### TASK TO COMPLETE
Reproduce word for word the lines in the records below, starting at the line that contains "Expected: one point per instance of the crop stubble, each" and continuing through the end of the records, including both ends. Leave the pictures out of your answer.

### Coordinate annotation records
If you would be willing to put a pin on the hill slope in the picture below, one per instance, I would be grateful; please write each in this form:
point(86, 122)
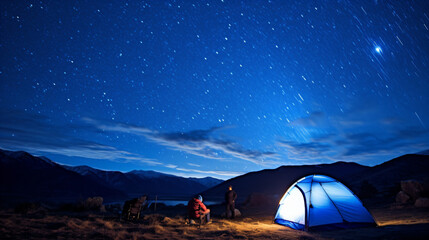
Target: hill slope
point(385, 177)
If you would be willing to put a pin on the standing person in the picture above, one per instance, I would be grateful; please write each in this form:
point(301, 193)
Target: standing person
point(230, 197)
point(197, 210)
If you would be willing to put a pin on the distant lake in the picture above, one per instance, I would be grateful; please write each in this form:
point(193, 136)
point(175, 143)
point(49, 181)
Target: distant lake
point(177, 202)
point(169, 201)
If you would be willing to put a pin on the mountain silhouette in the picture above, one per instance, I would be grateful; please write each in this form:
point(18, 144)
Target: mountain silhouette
point(25, 177)
point(385, 177)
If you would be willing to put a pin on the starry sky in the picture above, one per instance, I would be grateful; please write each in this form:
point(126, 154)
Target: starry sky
point(214, 88)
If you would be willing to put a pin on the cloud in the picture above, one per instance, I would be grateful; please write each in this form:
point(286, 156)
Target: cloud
point(197, 142)
point(220, 173)
point(313, 120)
point(357, 146)
point(38, 135)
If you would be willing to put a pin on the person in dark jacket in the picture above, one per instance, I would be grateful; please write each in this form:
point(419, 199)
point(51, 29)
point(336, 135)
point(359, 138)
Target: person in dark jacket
point(230, 197)
point(197, 210)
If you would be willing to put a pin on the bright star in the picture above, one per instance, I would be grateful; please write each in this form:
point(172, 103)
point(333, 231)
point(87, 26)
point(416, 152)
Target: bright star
point(378, 49)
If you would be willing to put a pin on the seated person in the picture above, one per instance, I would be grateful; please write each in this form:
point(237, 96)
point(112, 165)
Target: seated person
point(197, 210)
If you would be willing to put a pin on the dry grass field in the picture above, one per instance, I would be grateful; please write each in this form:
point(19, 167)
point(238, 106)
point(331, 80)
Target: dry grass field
point(405, 223)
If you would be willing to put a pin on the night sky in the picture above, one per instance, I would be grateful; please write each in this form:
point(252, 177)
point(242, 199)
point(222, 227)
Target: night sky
point(214, 88)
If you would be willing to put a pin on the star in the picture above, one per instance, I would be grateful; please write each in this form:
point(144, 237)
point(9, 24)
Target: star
point(378, 50)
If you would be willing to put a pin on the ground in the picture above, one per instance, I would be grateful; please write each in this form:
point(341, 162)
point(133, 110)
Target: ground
point(406, 223)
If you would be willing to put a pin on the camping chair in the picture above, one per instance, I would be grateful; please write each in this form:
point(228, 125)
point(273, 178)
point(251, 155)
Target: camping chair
point(132, 208)
point(199, 221)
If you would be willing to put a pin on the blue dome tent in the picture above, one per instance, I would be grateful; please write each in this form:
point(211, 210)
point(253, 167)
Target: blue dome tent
point(319, 202)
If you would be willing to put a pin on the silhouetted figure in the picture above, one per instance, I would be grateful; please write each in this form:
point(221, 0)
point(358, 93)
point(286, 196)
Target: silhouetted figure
point(198, 211)
point(230, 197)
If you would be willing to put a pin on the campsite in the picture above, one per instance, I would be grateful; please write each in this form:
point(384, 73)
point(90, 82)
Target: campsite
point(396, 217)
point(214, 119)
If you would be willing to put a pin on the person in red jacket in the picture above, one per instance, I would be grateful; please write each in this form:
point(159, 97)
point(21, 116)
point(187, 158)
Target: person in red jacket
point(197, 210)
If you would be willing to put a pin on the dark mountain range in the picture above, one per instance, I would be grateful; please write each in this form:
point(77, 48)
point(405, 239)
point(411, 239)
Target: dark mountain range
point(140, 182)
point(276, 181)
point(26, 177)
point(23, 176)
point(385, 178)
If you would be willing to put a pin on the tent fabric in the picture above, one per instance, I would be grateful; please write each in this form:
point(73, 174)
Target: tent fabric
point(321, 202)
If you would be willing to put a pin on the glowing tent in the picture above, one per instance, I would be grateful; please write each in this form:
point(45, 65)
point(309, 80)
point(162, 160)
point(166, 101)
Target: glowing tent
point(320, 202)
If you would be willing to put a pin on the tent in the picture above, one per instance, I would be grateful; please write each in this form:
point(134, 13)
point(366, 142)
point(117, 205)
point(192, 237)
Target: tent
point(319, 202)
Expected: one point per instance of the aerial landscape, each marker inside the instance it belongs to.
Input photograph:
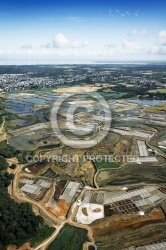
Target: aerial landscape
(82, 125)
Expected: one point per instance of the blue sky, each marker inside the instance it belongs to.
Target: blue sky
(82, 31)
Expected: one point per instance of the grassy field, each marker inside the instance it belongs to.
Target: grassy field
(69, 238)
(106, 164)
(157, 90)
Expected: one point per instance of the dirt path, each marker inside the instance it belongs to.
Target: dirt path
(3, 131)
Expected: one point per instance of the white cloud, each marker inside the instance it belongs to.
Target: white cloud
(130, 44)
(157, 50)
(26, 46)
(60, 41)
(162, 37)
(138, 32)
(112, 45)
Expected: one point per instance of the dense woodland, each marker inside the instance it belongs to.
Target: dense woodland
(18, 224)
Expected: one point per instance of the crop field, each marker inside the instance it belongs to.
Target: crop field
(133, 174)
(69, 238)
(106, 240)
(106, 164)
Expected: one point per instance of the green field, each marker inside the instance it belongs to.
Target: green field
(106, 164)
(157, 90)
(69, 238)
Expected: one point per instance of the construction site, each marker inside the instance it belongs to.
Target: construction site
(128, 201)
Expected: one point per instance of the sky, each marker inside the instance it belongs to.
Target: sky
(89, 31)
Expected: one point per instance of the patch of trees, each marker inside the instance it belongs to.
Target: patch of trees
(3, 163)
(5, 179)
(18, 224)
(8, 151)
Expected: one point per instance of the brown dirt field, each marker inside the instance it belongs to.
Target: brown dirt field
(61, 210)
(126, 222)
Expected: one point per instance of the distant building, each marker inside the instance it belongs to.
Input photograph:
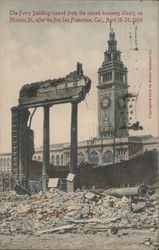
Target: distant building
(115, 118)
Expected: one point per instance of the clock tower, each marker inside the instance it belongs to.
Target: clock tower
(112, 93)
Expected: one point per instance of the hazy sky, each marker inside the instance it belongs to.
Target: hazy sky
(35, 52)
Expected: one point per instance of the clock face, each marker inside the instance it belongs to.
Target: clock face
(121, 102)
(105, 102)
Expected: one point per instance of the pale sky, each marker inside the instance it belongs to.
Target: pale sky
(36, 52)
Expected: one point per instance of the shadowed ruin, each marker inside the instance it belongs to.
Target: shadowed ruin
(70, 89)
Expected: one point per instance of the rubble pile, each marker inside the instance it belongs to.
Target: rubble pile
(80, 212)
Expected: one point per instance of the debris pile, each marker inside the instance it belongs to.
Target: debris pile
(79, 212)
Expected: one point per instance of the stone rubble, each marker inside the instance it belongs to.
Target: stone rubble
(81, 212)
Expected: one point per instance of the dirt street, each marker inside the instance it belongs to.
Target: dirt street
(135, 240)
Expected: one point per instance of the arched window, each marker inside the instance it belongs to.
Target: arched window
(57, 160)
(93, 157)
(62, 160)
(108, 157)
(53, 159)
(81, 157)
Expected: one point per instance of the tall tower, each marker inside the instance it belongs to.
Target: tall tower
(112, 93)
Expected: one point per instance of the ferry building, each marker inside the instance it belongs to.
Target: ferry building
(115, 119)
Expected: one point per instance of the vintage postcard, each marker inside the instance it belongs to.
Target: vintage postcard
(79, 124)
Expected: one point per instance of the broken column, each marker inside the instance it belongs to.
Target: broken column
(23, 118)
(46, 148)
(73, 153)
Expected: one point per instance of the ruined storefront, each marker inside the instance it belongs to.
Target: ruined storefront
(70, 89)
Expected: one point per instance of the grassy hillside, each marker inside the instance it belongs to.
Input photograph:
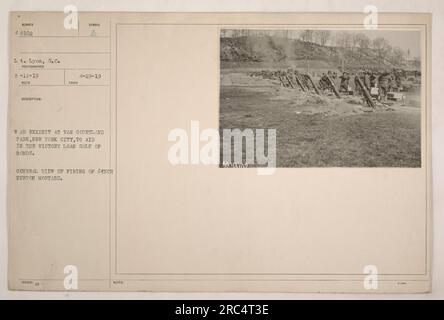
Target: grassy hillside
(264, 51)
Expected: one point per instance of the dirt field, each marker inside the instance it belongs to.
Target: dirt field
(323, 131)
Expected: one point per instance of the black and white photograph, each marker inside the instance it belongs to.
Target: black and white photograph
(336, 98)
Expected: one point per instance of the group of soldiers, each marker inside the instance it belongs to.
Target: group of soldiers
(386, 81)
(383, 81)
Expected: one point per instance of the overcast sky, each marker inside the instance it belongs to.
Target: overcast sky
(403, 39)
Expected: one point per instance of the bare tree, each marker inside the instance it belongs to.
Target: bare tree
(322, 36)
(363, 41)
(343, 40)
(307, 35)
(382, 47)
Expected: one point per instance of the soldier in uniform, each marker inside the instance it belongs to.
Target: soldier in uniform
(345, 78)
(385, 80)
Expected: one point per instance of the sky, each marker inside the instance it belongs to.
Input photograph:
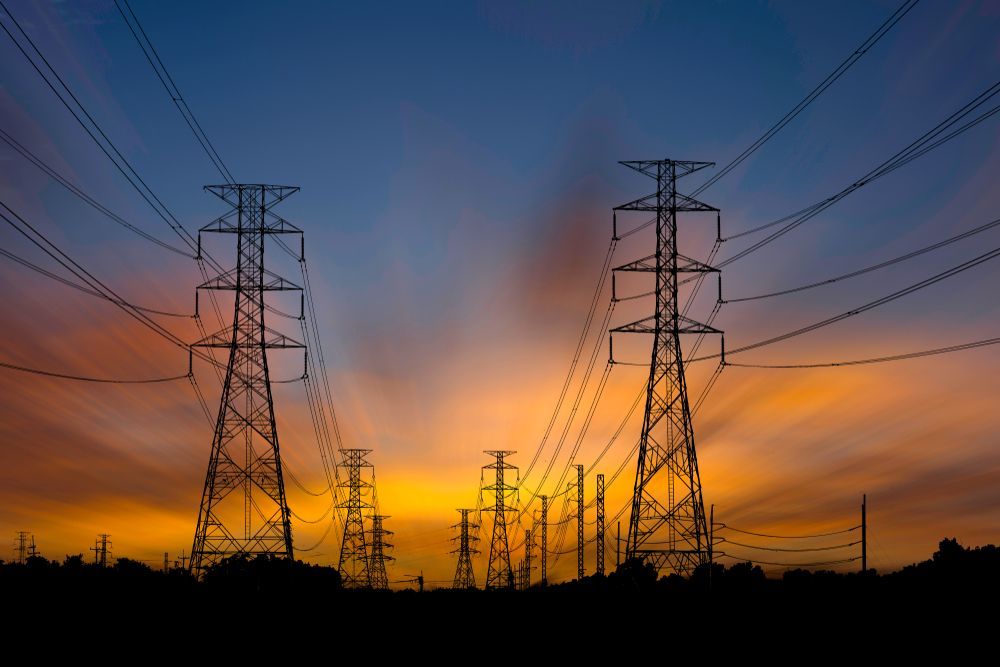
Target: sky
(458, 167)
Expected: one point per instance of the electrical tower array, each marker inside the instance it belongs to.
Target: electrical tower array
(244, 510)
(355, 563)
(545, 541)
(379, 577)
(667, 526)
(499, 573)
(464, 576)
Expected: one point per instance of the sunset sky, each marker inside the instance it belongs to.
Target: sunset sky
(458, 166)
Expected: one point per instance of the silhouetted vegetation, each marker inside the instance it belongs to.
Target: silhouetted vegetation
(953, 570)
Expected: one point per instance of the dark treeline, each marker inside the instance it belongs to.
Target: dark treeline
(952, 569)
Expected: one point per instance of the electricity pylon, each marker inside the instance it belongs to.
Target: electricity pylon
(579, 521)
(599, 501)
(499, 573)
(667, 525)
(528, 544)
(354, 566)
(243, 506)
(379, 577)
(102, 550)
(464, 576)
(545, 541)
(21, 546)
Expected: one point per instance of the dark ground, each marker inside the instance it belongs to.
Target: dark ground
(950, 600)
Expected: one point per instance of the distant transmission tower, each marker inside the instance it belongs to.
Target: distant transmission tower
(600, 525)
(528, 545)
(243, 506)
(102, 550)
(499, 573)
(667, 526)
(379, 577)
(579, 521)
(544, 569)
(354, 566)
(21, 546)
(464, 576)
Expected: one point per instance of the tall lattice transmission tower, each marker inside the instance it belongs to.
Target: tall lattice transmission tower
(243, 506)
(529, 545)
(355, 562)
(464, 576)
(544, 567)
(379, 576)
(599, 500)
(667, 525)
(499, 573)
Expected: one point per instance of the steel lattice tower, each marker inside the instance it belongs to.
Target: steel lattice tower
(102, 550)
(21, 546)
(243, 506)
(600, 524)
(464, 576)
(526, 583)
(579, 521)
(379, 577)
(667, 525)
(545, 540)
(354, 568)
(499, 573)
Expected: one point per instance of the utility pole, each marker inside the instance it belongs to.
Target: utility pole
(244, 510)
(464, 576)
(545, 540)
(499, 573)
(667, 525)
(354, 558)
(579, 521)
(379, 577)
(600, 524)
(864, 533)
(102, 550)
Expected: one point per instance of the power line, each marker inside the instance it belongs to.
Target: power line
(82, 378)
(38, 239)
(69, 283)
(122, 164)
(803, 550)
(813, 564)
(83, 196)
(878, 360)
(841, 69)
(605, 268)
(172, 90)
(927, 282)
(925, 143)
(874, 267)
(723, 526)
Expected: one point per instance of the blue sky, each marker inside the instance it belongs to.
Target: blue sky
(458, 166)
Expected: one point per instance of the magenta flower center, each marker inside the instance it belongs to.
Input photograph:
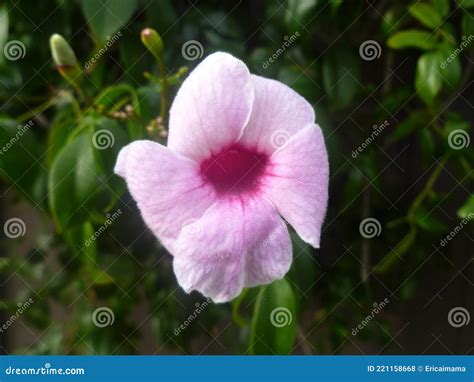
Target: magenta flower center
(235, 170)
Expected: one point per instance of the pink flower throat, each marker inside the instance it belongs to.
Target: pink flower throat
(235, 170)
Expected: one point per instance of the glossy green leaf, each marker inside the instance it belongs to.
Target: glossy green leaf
(427, 222)
(76, 192)
(412, 38)
(426, 14)
(450, 66)
(3, 30)
(106, 17)
(413, 122)
(467, 24)
(466, 3)
(20, 158)
(428, 79)
(273, 327)
(442, 6)
(340, 73)
(297, 11)
(467, 209)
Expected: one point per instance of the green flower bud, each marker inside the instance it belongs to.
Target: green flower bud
(152, 40)
(63, 55)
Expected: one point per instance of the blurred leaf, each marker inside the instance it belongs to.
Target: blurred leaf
(426, 14)
(427, 78)
(297, 11)
(340, 72)
(3, 30)
(466, 3)
(112, 94)
(412, 38)
(467, 209)
(413, 122)
(75, 186)
(467, 23)
(106, 17)
(273, 327)
(427, 222)
(79, 240)
(450, 71)
(20, 158)
(442, 6)
(454, 122)
(402, 247)
(427, 145)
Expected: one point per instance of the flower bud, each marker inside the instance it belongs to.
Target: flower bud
(62, 53)
(152, 41)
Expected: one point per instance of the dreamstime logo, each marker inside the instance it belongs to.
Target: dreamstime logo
(192, 50)
(280, 139)
(377, 129)
(377, 308)
(110, 219)
(287, 42)
(200, 306)
(20, 132)
(103, 139)
(102, 317)
(464, 44)
(192, 227)
(458, 139)
(14, 228)
(458, 316)
(21, 309)
(457, 229)
(109, 42)
(280, 317)
(14, 50)
(369, 228)
(370, 50)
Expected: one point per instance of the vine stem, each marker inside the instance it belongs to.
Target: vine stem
(236, 317)
(428, 188)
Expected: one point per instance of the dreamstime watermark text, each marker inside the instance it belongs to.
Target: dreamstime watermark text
(200, 307)
(287, 42)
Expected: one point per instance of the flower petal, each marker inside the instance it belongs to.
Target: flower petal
(278, 113)
(212, 107)
(297, 182)
(235, 244)
(166, 186)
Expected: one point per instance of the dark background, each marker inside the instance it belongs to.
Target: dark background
(409, 178)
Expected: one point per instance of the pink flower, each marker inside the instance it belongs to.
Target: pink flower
(243, 153)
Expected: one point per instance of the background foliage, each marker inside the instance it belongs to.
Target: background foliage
(409, 178)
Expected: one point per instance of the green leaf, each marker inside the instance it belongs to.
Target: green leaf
(467, 209)
(112, 94)
(79, 240)
(297, 11)
(426, 14)
(427, 222)
(3, 30)
(340, 72)
(428, 80)
(20, 158)
(427, 145)
(450, 66)
(106, 17)
(412, 38)
(413, 122)
(442, 6)
(273, 327)
(467, 23)
(466, 3)
(402, 247)
(76, 191)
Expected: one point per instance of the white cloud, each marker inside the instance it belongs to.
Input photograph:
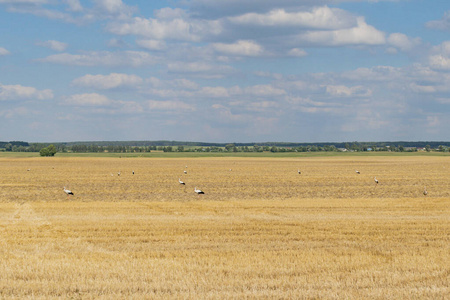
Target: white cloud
(264, 91)
(344, 91)
(19, 92)
(297, 52)
(318, 18)
(3, 51)
(442, 24)
(152, 44)
(74, 5)
(440, 56)
(54, 45)
(181, 29)
(403, 42)
(214, 92)
(105, 82)
(169, 106)
(114, 8)
(362, 34)
(93, 99)
(240, 48)
(103, 58)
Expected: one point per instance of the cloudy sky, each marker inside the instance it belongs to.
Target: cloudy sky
(225, 70)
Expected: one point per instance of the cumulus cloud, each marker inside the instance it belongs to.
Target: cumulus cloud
(105, 82)
(403, 42)
(19, 92)
(362, 34)
(54, 45)
(440, 56)
(152, 44)
(102, 58)
(92, 99)
(317, 18)
(3, 51)
(240, 48)
(172, 27)
(169, 106)
(442, 24)
(297, 52)
(74, 5)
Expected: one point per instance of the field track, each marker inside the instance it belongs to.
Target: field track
(261, 230)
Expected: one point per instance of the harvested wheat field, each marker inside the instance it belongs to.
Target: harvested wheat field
(261, 230)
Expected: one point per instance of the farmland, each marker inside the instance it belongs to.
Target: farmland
(260, 231)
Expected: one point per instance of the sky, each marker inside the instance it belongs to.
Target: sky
(225, 70)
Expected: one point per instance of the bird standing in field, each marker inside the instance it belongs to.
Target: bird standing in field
(198, 191)
(68, 192)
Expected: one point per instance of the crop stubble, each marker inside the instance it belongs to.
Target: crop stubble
(261, 230)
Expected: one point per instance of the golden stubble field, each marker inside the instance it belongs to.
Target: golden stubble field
(260, 231)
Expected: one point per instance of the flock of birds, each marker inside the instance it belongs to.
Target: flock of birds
(199, 191)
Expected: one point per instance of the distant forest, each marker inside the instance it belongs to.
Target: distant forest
(180, 146)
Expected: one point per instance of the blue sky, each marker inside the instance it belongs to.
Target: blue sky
(225, 70)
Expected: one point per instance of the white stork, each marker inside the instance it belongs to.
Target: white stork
(68, 192)
(198, 191)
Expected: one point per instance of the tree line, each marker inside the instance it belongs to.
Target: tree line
(47, 149)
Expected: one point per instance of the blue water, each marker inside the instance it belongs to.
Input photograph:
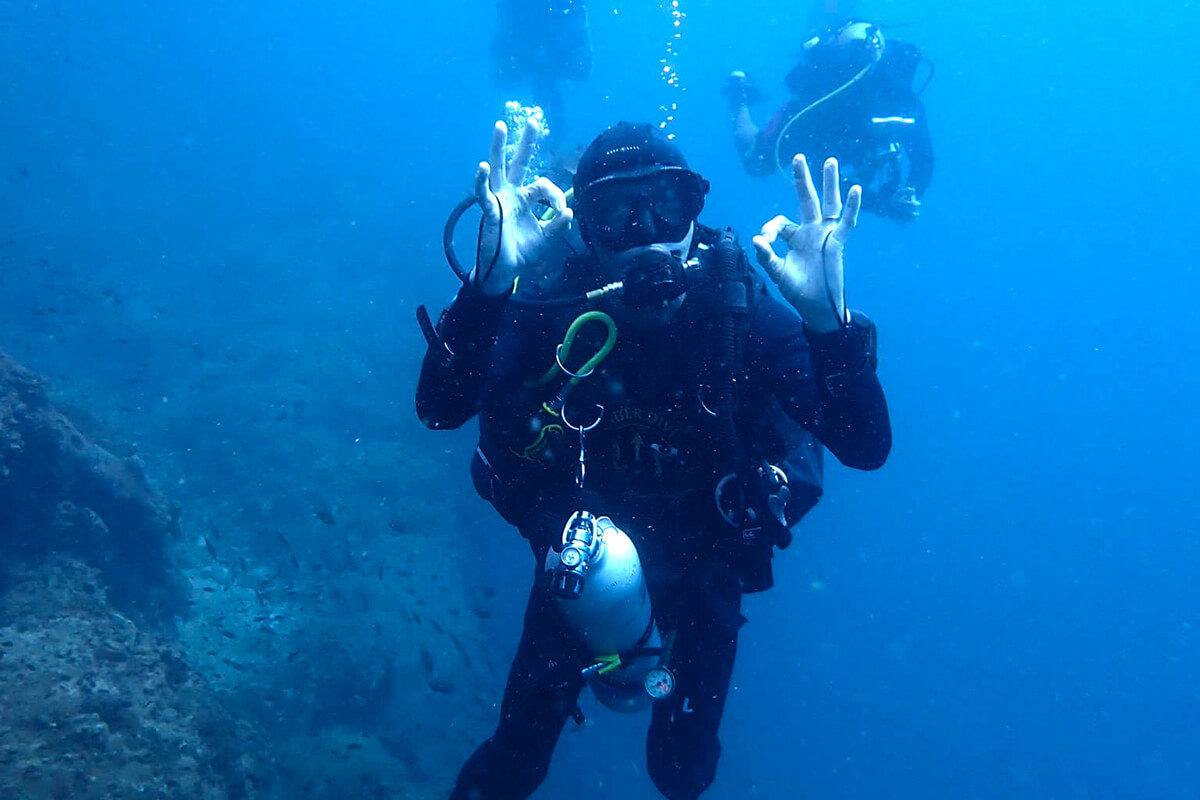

### WORKED ANSWER
Expected: one point per instance of the crop stubble, each marker inside the instance it belongs to.
Target: crop stubble
(261, 230)
Expected: one point per instance of the golden stubble field, each marker inside the instance it belongs to.
Target: golden stubble field
(260, 231)
Expected: one point per instance of the flock of birds, each marker inside the instance it belongs to.
Target: flock of birds
(199, 191)
Expected: one point per instance of the distant forest, each marker inside the instance it belongs to.
Target: distant forest
(180, 146)
Expected: one point per instance of the blue sky, each marker inside the instance it belongs to.
Target: blue sky
(225, 70)
Expected: one point per instance of the white stork, each marker inside the instance it belongs to.
Target: white stork
(68, 192)
(198, 191)
Expected: one point per instance of the tree line, each marker inside the instance it belongs to.
Target: tree line
(47, 149)
Expected: one point per instance of the blue water, each marker inside the instance it belongs to.
Input photograph:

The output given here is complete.